Exercise brief >>
From the entries that follow, copy each line in which "sliced" appears.

[Referring expression data]

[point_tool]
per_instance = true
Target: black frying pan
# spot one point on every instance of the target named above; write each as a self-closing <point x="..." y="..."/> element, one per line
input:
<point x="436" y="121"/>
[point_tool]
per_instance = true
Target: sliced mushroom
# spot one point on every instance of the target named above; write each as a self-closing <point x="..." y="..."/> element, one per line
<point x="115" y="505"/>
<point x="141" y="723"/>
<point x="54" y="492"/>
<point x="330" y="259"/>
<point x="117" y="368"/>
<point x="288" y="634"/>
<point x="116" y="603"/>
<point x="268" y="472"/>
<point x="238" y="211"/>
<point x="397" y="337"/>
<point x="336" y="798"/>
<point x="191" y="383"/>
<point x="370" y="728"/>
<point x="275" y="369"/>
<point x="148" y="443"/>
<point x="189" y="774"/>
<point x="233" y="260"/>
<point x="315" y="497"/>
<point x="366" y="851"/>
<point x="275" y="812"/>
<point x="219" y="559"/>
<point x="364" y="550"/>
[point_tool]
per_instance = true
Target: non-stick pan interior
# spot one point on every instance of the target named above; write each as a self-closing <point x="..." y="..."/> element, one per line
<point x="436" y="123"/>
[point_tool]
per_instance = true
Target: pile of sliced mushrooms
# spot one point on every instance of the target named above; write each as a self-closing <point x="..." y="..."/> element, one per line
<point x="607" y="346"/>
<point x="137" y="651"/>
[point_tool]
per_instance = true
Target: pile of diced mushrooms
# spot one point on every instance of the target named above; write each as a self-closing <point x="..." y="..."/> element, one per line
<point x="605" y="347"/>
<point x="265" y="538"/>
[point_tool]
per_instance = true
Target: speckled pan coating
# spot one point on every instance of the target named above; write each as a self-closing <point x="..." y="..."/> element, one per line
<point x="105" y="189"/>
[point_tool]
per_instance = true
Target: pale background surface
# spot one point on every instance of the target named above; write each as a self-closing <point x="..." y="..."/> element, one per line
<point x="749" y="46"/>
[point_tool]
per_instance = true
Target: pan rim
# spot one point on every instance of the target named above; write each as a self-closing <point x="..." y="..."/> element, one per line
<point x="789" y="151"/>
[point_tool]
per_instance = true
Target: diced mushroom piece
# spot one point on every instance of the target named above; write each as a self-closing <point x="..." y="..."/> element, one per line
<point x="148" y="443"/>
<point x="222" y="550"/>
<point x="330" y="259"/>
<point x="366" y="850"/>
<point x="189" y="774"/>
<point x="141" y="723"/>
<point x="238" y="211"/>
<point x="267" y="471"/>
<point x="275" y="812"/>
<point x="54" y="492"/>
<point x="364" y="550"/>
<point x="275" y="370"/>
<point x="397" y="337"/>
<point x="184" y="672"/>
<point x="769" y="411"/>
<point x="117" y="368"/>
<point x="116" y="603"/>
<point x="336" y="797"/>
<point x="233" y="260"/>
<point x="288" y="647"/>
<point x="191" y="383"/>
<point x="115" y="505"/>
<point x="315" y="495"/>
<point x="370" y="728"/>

Solved problem >>
Target: sliced mushroom
Target: pile of sliced mushrooms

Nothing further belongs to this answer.